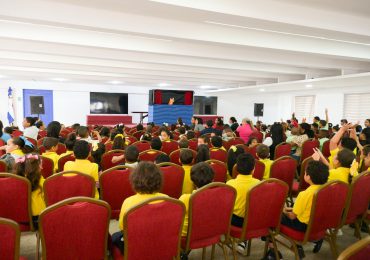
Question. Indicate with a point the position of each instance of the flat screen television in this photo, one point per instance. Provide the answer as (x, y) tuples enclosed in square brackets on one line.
[(108, 103)]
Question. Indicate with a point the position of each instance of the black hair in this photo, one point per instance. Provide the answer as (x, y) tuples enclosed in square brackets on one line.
[(245, 164), (156, 143), (81, 149), (318, 172), (201, 174)]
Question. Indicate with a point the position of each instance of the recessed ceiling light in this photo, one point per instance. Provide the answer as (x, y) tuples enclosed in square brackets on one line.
[(164, 84)]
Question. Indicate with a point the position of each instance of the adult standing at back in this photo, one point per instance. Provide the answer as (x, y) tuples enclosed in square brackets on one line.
[(245, 129)]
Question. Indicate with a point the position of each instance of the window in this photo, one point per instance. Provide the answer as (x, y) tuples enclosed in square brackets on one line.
[(356, 107), (304, 107)]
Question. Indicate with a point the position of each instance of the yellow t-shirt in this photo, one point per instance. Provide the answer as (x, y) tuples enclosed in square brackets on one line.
[(303, 204), (187, 186), (84, 166), (37, 199), (53, 156), (242, 184), (340, 173), (267, 162), (134, 200)]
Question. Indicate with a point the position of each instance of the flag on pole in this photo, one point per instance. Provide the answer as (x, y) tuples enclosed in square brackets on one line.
[(10, 106)]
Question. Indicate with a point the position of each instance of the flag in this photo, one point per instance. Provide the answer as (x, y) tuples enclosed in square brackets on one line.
[(10, 106)]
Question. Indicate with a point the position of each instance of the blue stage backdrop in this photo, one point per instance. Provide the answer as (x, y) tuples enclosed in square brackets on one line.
[(160, 114)]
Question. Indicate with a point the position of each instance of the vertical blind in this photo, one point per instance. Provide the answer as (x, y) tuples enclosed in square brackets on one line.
[(356, 107), (304, 107)]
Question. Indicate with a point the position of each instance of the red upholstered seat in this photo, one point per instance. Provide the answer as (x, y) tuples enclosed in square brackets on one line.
[(47, 167), (9, 239), (106, 159), (75, 228), (66, 185), (169, 146), (173, 178), (142, 145), (15, 200), (212, 204), (149, 155), (156, 218), (218, 154), (220, 170), (115, 187), (282, 149)]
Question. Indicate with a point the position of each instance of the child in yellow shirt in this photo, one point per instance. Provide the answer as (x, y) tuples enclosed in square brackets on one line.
[(29, 166), (146, 181), (263, 153), (186, 159), (51, 146)]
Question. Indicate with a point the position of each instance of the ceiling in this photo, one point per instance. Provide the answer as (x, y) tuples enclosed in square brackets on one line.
[(218, 45)]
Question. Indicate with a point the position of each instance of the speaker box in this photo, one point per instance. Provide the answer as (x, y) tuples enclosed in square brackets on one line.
[(37, 105), (258, 109)]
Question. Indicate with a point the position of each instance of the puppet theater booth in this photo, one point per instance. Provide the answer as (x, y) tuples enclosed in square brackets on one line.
[(166, 106)]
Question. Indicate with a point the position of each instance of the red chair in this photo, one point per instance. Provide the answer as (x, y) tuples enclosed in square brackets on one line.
[(218, 154), (75, 228), (264, 206), (115, 187), (285, 169), (193, 144), (220, 170), (9, 239), (106, 159), (169, 146), (15, 200), (212, 204), (173, 179), (159, 218), (325, 218), (282, 149), (357, 202), (66, 185), (175, 156), (357, 251), (47, 167), (142, 145), (149, 155), (302, 184), (308, 148)]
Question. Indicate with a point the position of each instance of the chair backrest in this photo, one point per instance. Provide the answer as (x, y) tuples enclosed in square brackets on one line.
[(169, 146), (106, 159), (357, 251), (75, 228), (9, 239), (284, 169), (161, 221), (173, 178), (303, 185), (212, 204), (115, 187), (47, 167), (282, 149), (358, 198), (218, 154), (219, 169), (149, 155), (264, 206), (66, 185), (326, 212), (15, 200), (142, 145), (307, 148)]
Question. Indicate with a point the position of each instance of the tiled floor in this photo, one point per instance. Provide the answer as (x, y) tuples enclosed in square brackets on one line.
[(28, 247)]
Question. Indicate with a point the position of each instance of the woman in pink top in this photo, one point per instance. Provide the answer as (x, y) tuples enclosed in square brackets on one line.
[(245, 129)]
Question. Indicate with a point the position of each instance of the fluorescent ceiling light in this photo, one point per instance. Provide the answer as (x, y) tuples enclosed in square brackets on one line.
[(285, 33)]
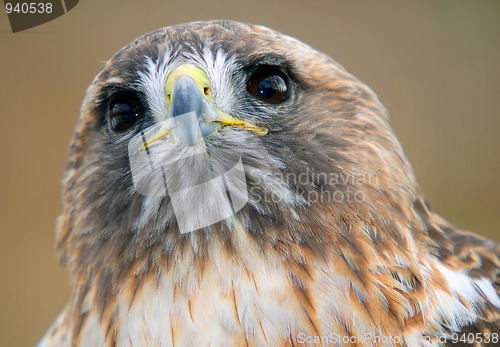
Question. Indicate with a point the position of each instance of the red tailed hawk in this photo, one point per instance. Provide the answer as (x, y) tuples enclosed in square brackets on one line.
[(228, 185)]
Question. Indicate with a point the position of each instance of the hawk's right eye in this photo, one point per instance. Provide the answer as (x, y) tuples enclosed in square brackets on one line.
[(124, 112)]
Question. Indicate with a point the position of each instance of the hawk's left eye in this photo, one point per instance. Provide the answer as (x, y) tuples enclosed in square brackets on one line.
[(269, 84), (123, 112)]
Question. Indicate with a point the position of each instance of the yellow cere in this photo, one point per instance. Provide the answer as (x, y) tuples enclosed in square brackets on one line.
[(203, 82)]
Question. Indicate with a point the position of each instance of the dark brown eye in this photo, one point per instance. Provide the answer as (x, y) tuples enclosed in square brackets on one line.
[(269, 84), (123, 112)]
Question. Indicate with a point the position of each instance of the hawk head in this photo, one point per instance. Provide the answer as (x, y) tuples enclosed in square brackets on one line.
[(180, 107)]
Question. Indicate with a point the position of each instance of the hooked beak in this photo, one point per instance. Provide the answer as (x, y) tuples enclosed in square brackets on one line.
[(191, 113)]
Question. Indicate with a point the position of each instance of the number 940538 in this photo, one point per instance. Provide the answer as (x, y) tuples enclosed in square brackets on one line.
[(28, 7)]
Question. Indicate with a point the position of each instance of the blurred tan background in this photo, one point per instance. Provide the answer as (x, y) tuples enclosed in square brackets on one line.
[(434, 64)]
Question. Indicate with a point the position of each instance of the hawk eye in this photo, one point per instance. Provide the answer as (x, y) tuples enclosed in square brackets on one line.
[(123, 112), (268, 84)]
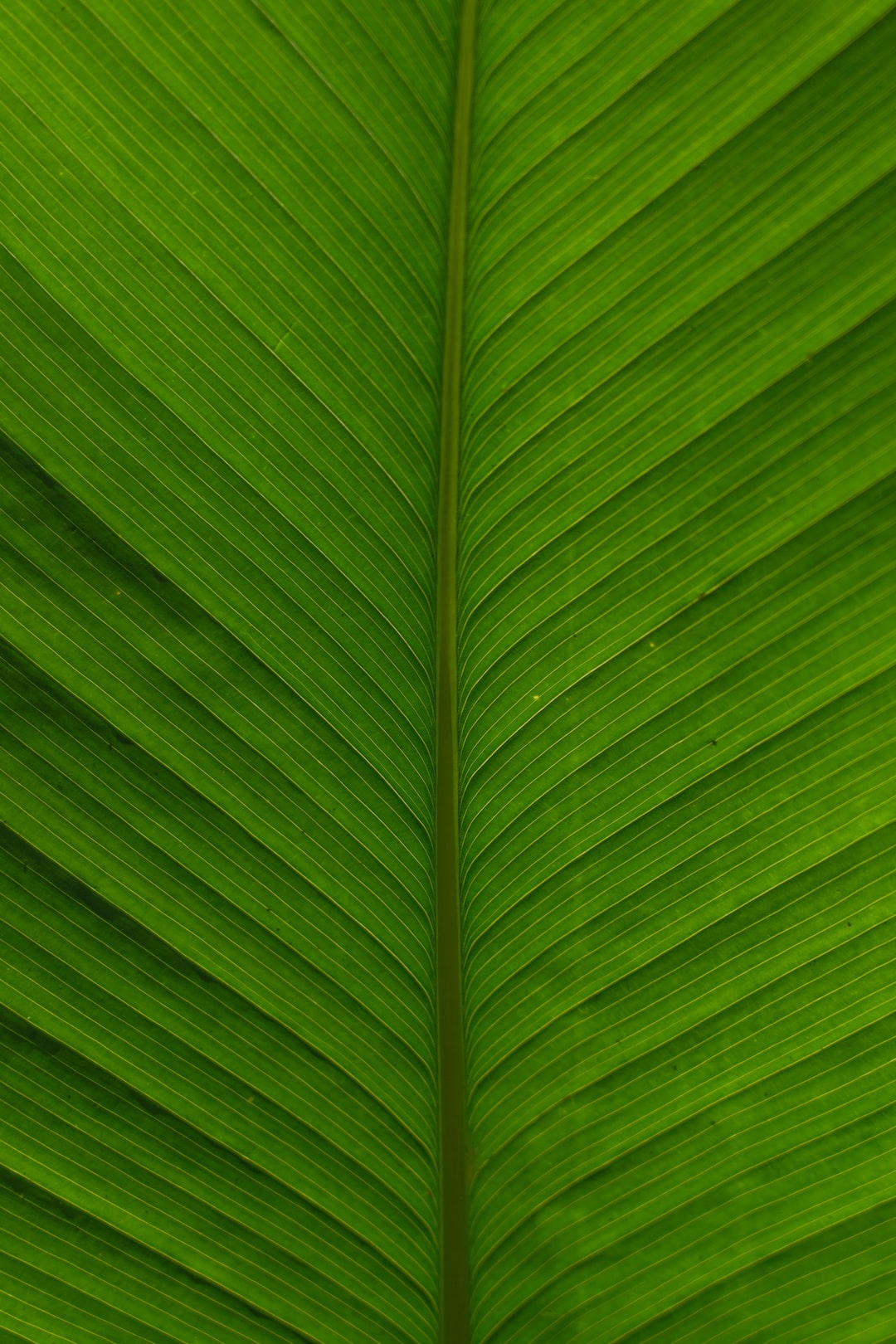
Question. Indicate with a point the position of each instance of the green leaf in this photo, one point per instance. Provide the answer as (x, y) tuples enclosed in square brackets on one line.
[(448, 671)]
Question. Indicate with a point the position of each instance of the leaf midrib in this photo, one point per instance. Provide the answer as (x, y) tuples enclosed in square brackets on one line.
[(453, 1148)]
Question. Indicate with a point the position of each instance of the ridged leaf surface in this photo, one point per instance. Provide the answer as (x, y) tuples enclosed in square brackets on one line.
[(225, 251)]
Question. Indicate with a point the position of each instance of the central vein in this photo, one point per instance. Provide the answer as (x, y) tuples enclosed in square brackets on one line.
[(455, 1289)]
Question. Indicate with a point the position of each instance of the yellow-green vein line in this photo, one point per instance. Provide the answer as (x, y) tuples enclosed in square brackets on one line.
[(453, 1157)]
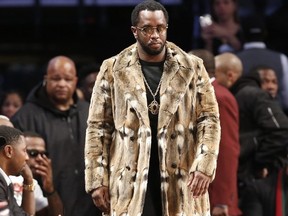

* _Description of the task_:
Return all the entries above word for word, leaving out the pictures.

* _Worked solution_:
Question. Indicate with a point the position of each instance of the flat screen television in this photo, one point per instance. Provide the answer as (x, y) tuples enclosed in square brackets on one line.
[(108, 103)]
Question. Indicate with a point the position of each instance of the black hair in this photo, one point per instance. Provide the answer as (x, y) tuples enclosed in square brackets on one line.
[(245, 164), (156, 143), (81, 149), (318, 172), (201, 174)]
Question. Indicate with a point the position of each instance of the recessed ceiling light in this photo, one point per instance. Provide the answer as (x, y) tuples enclosed in square brackets on one line.
[(164, 84)]
Question. Indicate with a point the position of each instance of the adult standing at back in this photo, one point per instance. Provide the answer as (x, y) tuples enclosed in square brackets on one line.
[(245, 129)]
Question. Indicate with a point the position of each instance of the window in this photo, one point per instance. Provide the answer as (x, y) tuples enclosed in square brackets on one line.
[(356, 107), (304, 107)]
Question. Indicate with a point the position of each instance of the yellow t-shirt in this photo, one point per instance. Provide the answer as (x, y) tuples enclosed in square brackets on one line.
[(303, 204), (187, 186), (84, 166), (37, 199), (53, 156), (242, 184), (340, 173), (267, 162), (134, 200)]
Question. Indicate with a point the position of each instance of the flag on pole in this photo, one point per instance. Provide the answer as (x, y) tuples enclosed in square brackets on one line.
[(10, 106)]
Question. Indicate with a point the position of each instance of the flag in this photo, one point per instance. Provide the answer as (x, y) tuples enclosed in square brackets on one line.
[(10, 106)]
Question. Indicate with a point the position of each instance of the blue stage backdrop in this photo, one point per instance. Provide the answer as (x, y) tuples enclosed in square brackets on one line.
[(160, 114)]
Question. Indicate with a point the position of each instance of the vertical blind in this photo, one point per instance. Provide the answer as (x, y) tuples enclosed in square brackets on one line.
[(356, 107), (304, 107)]
Question. Indicate with a point the position of each instance of the red upholstered seat in this photo, one point per instance. Provide the answer as (x, y) tuples enclosed in square brackets on one line.
[(47, 167), (9, 239), (106, 159), (75, 228), (66, 185), (169, 146), (173, 178), (142, 145), (15, 200), (212, 204), (149, 155), (156, 218), (218, 154), (220, 170), (115, 187), (282, 149)]
Question. Indicate with a point the position of each instance of the child in yellow shirt in this photo, one point per instance. Provide the answer as (x, y) tuples enclosed in square brackets on one line.
[(29, 166), (146, 181), (263, 153), (186, 159), (51, 146)]
Question. Indicate with a point the position of each instance of the ceiling in this photo, one point per instance. Provide the answer as (x, y) tuples enclosed in square brackets on one line.
[(218, 45)]
Question. Indicate with a point the position of each instance of the speaker box in this photo, one point per instance. Provide the answer as (x, y) tuples enclosed in square brackets on one line.
[(37, 105), (258, 109)]
Question. Indicate with a point the position of each instance of the puppet theater booth in this photo, one point per instance. Provide the answer as (x, y) tuples enclosed in square brackets on one line.
[(166, 106)]
Question. Indicate with a point the position of each instance of the red chair in this photo, one point per instance. Provide the answer as (x, y) tuples enclosed in square brackets on one line.
[(218, 154), (75, 228), (264, 206), (115, 187), (285, 169), (193, 144), (220, 170), (9, 239), (106, 159), (169, 146), (15, 200), (212, 204), (173, 179), (159, 218), (325, 218), (282, 149), (357, 202), (66, 185), (175, 156), (357, 251), (47, 167), (142, 145), (149, 155), (302, 184), (308, 148)]
Question. Indicate with a point the position of each instance of the chair backrest in this photo, one point per instance. Provide the answer as (x, y) tuples enclosed in square brackets on one line.
[(169, 146), (106, 159), (357, 251), (75, 228), (9, 239), (284, 169), (161, 221), (173, 178), (303, 185), (212, 204), (115, 187), (47, 167), (282, 149), (358, 198), (218, 154), (219, 169), (149, 155), (264, 206), (66, 185), (326, 212), (15, 200), (142, 145), (307, 148)]
Question. Indicate with a point the position of each instance of the tiled floor in this photo, one point per instance. Provide the answer as (x, y) tuples enclosed in square brackets on one line.
[(28, 247)]
Question. Indicate with a point the position of each instance of the woman in pink top in this photo, one point per instance. Provide the answer as (x, y) tuples enclosed in square brackets on one line.
[(245, 129)]
Question. Indicate with a point the position of each instance of the fluorescent ceiling light in this photo, one point per instance. Provide the answer as (x, y) tuples enclosed in square brackets on one line.
[(285, 33)]
Question. Indicate with a point the position of each instance of the red tailed hawk in this photo, one point per instance. Provide the answer as (x, y) tuples enclosed in square brackets on one line.
[(228, 185)]
Question. Indicate with a point the position of each instance of the hawk's right eye in this photo, one point per instance. Provide the answer as (x, y) tuples enclosed in square brackets on one line.
[(124, 112)]
Question. Indicate with a point the position of each instance of the hawk's left eye in this photo, one point per instance. Provide the answer as (x, y) tuples enclosed in square brackets on one line.
[(269, 84), (123, 112)]
Question. Indicate with a point the position of each instance of the yellow cere in this photo, one point per instance. Provide the answer as (x, y) tuples enclosed in square brackets on one line.
[(203, 82)]
Question. Indicate with a point the position of each instance of the dark brown eye in this photo, one point per instance. Provide the answer as (x, y) tuples enclosed in square brackets on one line.
[(269, 84), (123, 112)]
Question. Indicate with a point the position of each instance of the hawk head in this photo, one point per instance. Provide the answer as (x, y) tuples enclosed in square brackets on one line.
[(180, 107)]
Question. Indicate with a point the position of each instance of the hooked beak in this photo, one point per instance. Provide the answer as (x, y) tuples enclosed in square brackets on one line.
[(191, 113)]
Question. Indicate with a point the position of each instance of the number 940538 in this photo, one point per instance. Provide the answer as (x, y) tuples enclosed in square brackets on one line.
[(28, 7)]
Question. Indicate with a point the position of each instance of the blurred tan background in this photo, one point per instance. Provide the answer as (x, y) tuples enclosed in square brackets on one line.
[(434, 64)]
Question. Indicate with a point the position of each instance of the hawk eye in this photo, one point per instance. Provide the answer as (x, y) tuples enclosed in square brackets on one line.
[(123, 112), (268, 84)]
Question. Indicate with a point the position of each instance of the green leaf in this photo, one point per instance. Provide the answer as (x, y) tuples enclosed in square brackets on one line.
[(448, 671)]
Question. Indicate with a point the position of each instance of the leaf midrib in this photo, one point per instance. Provide the answer as (x, y) tuples enclosed in square brackets on one line.
[(453, 1148)]
Question. Indicate with a point the position of each instance of the ridged leaf surface in this photo, one point per instance. Provide the answer as (x, y) tuples enclosed in square brackets on one line.
[(225, 251)]
Question. Indicate with a point the position of each instance of the central vein in this photo, one point per instance. Provide the answer as (x, y) tuples enclosed in square brackets on one line.
[(455, 1289)]
Question. Indicate with a point the position of each instance of the yellow-green vein line in this photo, one point per instance. Provide the answer as (x, y) tuples enclosed in square brackets on one line.
[(453, 1157)]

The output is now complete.